Stated problem: Render the records as a Markdown table with the columns Row and Line, beginning at the line that contains "Can you find the door" and continuing up to and including the last line of the records. Number the rows and omit any blank lines.

Data lines:

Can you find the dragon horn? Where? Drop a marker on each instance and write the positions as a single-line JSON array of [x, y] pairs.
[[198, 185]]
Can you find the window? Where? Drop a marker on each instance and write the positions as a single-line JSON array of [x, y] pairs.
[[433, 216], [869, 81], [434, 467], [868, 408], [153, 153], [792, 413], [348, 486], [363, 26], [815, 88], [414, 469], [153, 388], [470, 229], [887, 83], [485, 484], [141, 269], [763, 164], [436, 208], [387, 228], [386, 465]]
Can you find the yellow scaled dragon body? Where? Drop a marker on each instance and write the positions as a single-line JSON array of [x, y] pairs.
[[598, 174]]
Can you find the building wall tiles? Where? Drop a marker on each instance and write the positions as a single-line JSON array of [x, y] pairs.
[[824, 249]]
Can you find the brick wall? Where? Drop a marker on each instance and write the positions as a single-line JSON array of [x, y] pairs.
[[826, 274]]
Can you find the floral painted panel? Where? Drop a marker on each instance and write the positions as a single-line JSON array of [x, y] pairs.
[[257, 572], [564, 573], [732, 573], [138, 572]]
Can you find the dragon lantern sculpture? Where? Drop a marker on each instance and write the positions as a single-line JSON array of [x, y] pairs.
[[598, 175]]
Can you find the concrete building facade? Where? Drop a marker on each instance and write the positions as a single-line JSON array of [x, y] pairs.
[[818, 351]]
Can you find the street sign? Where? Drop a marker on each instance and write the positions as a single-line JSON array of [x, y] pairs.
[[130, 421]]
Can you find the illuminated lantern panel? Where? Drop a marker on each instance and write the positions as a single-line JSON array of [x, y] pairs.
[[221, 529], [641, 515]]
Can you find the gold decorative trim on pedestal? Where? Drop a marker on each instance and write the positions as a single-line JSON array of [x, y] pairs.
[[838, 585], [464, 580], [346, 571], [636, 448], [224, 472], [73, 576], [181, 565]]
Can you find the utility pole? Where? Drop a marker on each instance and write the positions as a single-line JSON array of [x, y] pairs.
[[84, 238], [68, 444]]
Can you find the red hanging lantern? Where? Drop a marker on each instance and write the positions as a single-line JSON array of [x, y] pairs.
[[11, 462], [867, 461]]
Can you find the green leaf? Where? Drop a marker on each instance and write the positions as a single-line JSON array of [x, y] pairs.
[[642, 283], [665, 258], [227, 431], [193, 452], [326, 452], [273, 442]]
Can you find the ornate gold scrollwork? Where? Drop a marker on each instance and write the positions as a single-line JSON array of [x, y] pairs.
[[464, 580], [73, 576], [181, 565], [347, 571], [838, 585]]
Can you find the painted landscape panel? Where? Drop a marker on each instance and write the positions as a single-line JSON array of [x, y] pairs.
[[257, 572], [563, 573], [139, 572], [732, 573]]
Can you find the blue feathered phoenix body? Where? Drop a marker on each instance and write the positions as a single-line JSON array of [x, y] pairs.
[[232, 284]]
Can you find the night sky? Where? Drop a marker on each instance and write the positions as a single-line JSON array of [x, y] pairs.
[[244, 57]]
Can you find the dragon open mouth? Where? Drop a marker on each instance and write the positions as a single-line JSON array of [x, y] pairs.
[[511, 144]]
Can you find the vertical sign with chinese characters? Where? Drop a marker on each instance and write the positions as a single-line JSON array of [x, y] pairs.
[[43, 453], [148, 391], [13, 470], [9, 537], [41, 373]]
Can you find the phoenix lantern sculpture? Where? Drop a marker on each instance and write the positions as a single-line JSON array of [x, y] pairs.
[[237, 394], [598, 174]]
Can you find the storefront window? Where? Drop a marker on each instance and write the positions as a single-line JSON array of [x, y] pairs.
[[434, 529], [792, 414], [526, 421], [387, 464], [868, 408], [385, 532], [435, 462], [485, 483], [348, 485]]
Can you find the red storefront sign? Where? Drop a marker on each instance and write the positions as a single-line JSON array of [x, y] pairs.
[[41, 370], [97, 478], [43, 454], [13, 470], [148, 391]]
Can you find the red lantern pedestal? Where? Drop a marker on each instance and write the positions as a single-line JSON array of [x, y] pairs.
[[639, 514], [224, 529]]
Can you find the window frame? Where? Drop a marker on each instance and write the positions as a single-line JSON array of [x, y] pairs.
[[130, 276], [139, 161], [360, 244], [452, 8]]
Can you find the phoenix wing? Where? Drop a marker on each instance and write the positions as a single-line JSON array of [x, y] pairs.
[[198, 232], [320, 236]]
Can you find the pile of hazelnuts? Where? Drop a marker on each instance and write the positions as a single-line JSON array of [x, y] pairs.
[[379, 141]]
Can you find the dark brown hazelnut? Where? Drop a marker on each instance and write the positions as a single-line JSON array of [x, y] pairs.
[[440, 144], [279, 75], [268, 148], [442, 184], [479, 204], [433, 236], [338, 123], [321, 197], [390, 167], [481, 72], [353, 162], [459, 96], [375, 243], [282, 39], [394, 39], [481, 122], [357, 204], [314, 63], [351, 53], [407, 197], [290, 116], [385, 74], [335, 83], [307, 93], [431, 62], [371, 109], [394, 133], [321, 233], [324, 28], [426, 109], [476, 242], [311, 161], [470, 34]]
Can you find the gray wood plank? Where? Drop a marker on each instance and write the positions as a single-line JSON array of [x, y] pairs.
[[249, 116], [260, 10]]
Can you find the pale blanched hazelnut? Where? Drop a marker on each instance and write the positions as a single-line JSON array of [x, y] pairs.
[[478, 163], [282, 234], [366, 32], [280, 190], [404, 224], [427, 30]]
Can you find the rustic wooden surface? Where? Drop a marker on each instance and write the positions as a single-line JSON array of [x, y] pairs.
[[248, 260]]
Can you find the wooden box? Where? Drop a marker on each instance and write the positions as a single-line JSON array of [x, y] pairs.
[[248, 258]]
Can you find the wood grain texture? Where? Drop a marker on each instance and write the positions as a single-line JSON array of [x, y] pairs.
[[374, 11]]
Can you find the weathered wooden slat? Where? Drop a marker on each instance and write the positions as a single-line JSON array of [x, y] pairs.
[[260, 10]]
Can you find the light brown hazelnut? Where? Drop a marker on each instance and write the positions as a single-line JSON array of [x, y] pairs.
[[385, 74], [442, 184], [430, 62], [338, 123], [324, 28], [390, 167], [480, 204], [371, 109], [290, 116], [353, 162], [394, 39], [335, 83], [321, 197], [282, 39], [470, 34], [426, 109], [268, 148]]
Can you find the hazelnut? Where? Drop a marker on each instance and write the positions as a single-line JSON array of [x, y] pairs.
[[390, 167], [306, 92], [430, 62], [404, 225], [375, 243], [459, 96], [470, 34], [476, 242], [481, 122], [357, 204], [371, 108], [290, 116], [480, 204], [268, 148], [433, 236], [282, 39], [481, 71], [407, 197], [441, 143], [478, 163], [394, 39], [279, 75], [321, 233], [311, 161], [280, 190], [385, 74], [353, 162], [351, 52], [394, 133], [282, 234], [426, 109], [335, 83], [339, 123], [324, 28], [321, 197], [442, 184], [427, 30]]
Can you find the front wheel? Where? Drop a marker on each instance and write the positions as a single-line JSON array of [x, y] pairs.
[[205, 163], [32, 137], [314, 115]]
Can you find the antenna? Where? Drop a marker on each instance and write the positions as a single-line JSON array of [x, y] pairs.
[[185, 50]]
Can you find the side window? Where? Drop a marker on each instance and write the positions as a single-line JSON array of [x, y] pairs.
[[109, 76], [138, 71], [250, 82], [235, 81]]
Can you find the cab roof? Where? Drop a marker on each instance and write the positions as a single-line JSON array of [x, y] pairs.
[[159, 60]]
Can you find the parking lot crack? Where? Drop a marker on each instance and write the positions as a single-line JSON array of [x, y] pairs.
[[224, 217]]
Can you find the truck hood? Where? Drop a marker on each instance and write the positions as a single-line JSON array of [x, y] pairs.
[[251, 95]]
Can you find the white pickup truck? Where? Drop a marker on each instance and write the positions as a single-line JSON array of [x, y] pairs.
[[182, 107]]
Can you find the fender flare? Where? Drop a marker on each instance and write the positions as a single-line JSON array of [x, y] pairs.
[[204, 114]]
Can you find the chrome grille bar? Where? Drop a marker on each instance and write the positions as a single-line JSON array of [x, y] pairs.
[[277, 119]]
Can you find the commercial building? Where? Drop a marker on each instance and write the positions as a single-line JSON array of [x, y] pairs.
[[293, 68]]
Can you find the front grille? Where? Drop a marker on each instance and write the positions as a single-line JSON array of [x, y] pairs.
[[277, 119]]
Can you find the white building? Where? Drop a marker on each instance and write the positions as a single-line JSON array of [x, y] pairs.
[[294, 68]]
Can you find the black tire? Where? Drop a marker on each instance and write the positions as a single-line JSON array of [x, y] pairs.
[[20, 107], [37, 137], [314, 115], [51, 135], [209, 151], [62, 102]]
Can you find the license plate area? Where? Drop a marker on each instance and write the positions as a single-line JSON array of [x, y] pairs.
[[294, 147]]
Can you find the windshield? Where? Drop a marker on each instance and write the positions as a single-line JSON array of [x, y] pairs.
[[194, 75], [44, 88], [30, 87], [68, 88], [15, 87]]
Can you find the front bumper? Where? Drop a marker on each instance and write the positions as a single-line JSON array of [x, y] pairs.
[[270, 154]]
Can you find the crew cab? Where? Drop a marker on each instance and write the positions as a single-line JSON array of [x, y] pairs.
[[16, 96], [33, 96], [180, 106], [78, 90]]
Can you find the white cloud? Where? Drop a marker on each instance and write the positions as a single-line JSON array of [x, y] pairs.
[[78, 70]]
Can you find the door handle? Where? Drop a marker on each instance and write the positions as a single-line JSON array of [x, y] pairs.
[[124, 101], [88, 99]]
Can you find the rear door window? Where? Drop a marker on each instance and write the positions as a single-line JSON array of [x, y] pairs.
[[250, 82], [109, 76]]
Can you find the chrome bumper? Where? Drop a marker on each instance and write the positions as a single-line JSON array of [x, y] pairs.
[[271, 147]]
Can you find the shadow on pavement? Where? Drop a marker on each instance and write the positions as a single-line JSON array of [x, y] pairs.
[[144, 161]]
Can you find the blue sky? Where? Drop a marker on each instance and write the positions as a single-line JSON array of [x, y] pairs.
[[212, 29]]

Reply:
| Row | Line |
|---|---|
| 1 | Can you find the door handle? Where? Drop a marker on each instance and write the positions as a single-line JSON array of [x, y] pairs. |
| 2 | [[124, 101], [88, 99]] |
| 3 | Can you find the rear door window? Where? Drop a marker on each instance and write the positions as a single-line JSON array of [x, y] pairs. |
| 4 | [[250, 82], [109, 76]] |
| 5 | Can you find the chrome bumper? Where? Drop a marker on each instance and write the positions as a single-line JSON array of [x, y] pairs. |
| 6 | [[271, 147]] |
| 7 | Can you find the shadow on pavement? Where? Drop a marker on each instance and write the positions as a single-line JSON array of [x, y] pairs. |
| 8 | [[144, 161]] |
| 9 | Can you find the blue sky? Where? Drop a marker on each instance and write the positions as a single-line JSON array of [x, y] pairs. |
| 10 | [[212, 29]] |